• Required task a
Summarize the forum thread about trowel size for Ditra in two sentences.

• Source extract
· · · · ·
# 1/4" Trowel for Ditra?



## DemRem (Apr 21, 2012)

So Ditra manual says to use 1/4" x 3/16" V-notched trowel, 5/16" x 5/16" V-notched trowel, or the Schluter®-DITRA trowel, which features a 11/64" x 11/64" square-notched design to bond ditra to substrate.

So my question is if I use a *1/4" x 1/4" V would this void warranty*...the 1/4" x 1/4" dimension falls right between the first and second trowel sizes in the manual so I can't imagine why it would be a problem. Just want a second opinion on why 1/4" x 1/4" is not listed as an option. If I have proper coverage what difference does it make?


----------



## DemRem (Apr 21, 2012)

I think I'll just have to call shluter about the warranty and hear it straight from them, but I'd still like to know if anyone thinks it would make a difference


----------



## angus242 (Oct 20, 2007)

You can use one but you need to make sure the thinset underneath is smoothed out to get 100% coverage. You might be spinning your wheels with putting down that much thinset and then pushing 30% of it back out. 

Go to a Schluter class. They give you the free Ditra and Kerdi trowels.


----------



## DemRem (Apr 21, 2012)

angus242 said:


> You can use one but you need to make sure the thinset underneath is smoothed out to get 100% coverage. You might be spinning your wheels with putting down that much thinset and then pushing 30% of it back out.
> 
> Go to a Schluter class. They give you the free Ditra and Kerdi trowels.


I'd love to but it doesn't look like they have any near me anytime soon.

But if I'm using a 1/4" x 1/4" V and one of the trowels they recommend is 5/16" x 5/16" V then it doesn't seem like my trowel would be putting down too much thinset since it's a hair smaller than one of the 3 trowels they recommend??


----------



## HS345 (Jan 20, 2008)

Not sure where you get the idea 1/4 x 1/4 square notch is in between any of the recommend sizes. It will put down too much thinset leaving you with waves and divots. When I first started installing Ditra, I would use a slightly worn 1/4 x 3/16 and it worked fine. Grind a trowel down if you have to. 

The most important thing is full coverage, any less than that would probably be the thing most likely to void your warranty.

Oops, misread your post, 1/4x1/4 v would probably work fine, though I prefer the 5/16x 5/16 v.


----------



## DemRem (Apr 21, 2012)

I talked to a schluter rep today and he said the 1/4" x 1/4" V-Notch is fine. Of course this is what I expected, but I know there are companies out there that are real anal about the warranty and following the installations instructions to the "T" so just thought I'd make sure.
· · · · ·
• Excerpts of pointing data
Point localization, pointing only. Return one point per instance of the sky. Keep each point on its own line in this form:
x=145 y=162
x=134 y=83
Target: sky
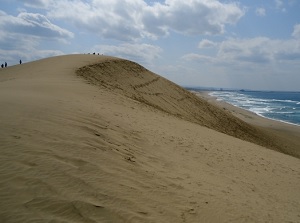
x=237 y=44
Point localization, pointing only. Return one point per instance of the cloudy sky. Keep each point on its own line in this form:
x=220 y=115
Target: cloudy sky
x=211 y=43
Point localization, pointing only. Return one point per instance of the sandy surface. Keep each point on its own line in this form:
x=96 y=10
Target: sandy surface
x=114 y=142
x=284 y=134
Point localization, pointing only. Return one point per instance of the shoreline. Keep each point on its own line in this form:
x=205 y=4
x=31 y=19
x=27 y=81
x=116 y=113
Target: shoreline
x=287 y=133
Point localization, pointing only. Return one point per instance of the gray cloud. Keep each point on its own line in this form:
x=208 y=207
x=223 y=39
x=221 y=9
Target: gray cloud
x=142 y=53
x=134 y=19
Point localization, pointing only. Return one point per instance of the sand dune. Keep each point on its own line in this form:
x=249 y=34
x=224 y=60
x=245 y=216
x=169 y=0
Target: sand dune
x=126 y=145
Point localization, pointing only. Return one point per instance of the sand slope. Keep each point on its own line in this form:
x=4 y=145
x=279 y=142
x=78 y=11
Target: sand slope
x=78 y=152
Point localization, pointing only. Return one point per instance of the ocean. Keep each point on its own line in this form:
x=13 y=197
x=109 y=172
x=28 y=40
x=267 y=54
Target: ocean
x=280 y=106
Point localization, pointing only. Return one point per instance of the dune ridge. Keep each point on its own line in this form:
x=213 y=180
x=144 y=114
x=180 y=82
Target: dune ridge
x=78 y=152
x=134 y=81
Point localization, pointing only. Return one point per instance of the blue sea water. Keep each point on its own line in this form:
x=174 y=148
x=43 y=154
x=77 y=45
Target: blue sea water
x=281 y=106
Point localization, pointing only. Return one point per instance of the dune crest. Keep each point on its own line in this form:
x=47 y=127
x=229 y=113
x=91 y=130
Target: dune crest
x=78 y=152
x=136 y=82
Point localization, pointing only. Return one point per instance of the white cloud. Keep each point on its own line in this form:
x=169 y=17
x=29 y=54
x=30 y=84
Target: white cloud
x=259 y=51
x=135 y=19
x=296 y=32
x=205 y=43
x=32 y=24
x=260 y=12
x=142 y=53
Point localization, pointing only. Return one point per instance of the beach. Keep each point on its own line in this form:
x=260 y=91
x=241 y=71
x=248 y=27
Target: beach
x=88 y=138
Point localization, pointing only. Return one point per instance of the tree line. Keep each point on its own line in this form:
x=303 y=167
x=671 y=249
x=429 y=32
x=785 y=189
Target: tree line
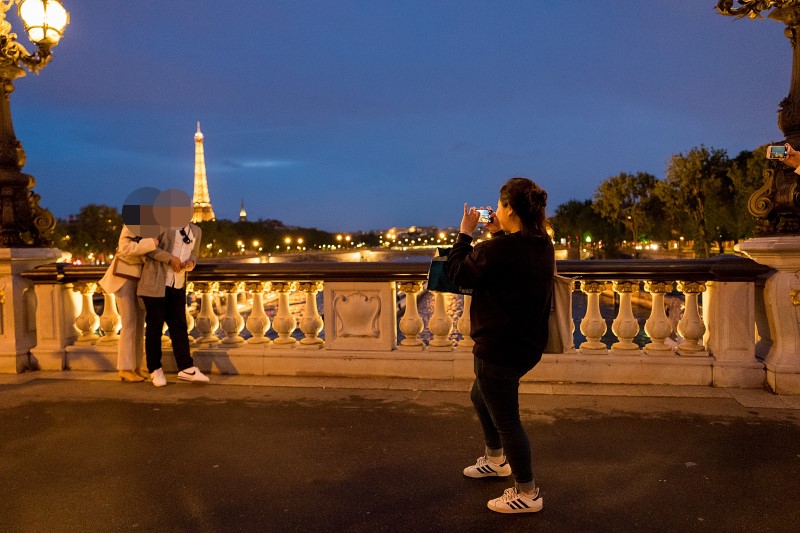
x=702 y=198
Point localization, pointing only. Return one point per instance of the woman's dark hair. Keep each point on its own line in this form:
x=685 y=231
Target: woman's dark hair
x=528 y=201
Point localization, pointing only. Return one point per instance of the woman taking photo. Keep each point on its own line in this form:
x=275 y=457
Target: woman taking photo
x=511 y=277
· · · · ·
• Required task b
Please copy word for word the records between the line holding "the dune crest." and the line holding "x=528 y=201", inclusive. Leave the pictures out of your answer.

• Complete answer a
A poster asks whether using a 1/4" x 1/4" V-notched trowel to bond Ditra would void the warranty, since that size falls between sizes the manual lists but isn't listed itself. Replies say it can work if the thinset gives full coverage, and a Schluter rep later tells the poster the 1/4" x 1/4" V-notch is fine.

• Complete answer b
Point localization, pointing only. Return one point per instance of the dune crest. Keep each point on its own line in this form:
x=47 y=127
x=229 y=113
x=91 y=130
Target: dune crest
x=78 y=152
x=136 y=82
Point localization, pointing only. Return one point per instance of the white cloud. Keep each point on its own line in this form:
x=169 y=17
x=29 y=54
x=30 y=84
Target: white cloud
x=259 y=51
x=135 y=19
x=296 y=32
x=205 y=43
x=32 y=24
x=260 y=12
x=142 y=53
Point localization, pointing only. Return one point per instance of the beach. Keep each point on its own line in this form:
x=260 y=91
x=241 y=71
x=248 y=27
Target: beach
x=88 y=138
Point localization, pointing only. Return one point per instance of the tree line. Keep each point on its own line in this form:
x=303 y=167
x=671 y=249
x=429 y=32
x=785 y=189
Target: tree line
x=702 y=198
Point localization, pointing only. Return one point per instance of the woman's dark hair. Keep each point on its own line in this form:
x=685 y=231
Target: woman's dark hair
x=528 y=201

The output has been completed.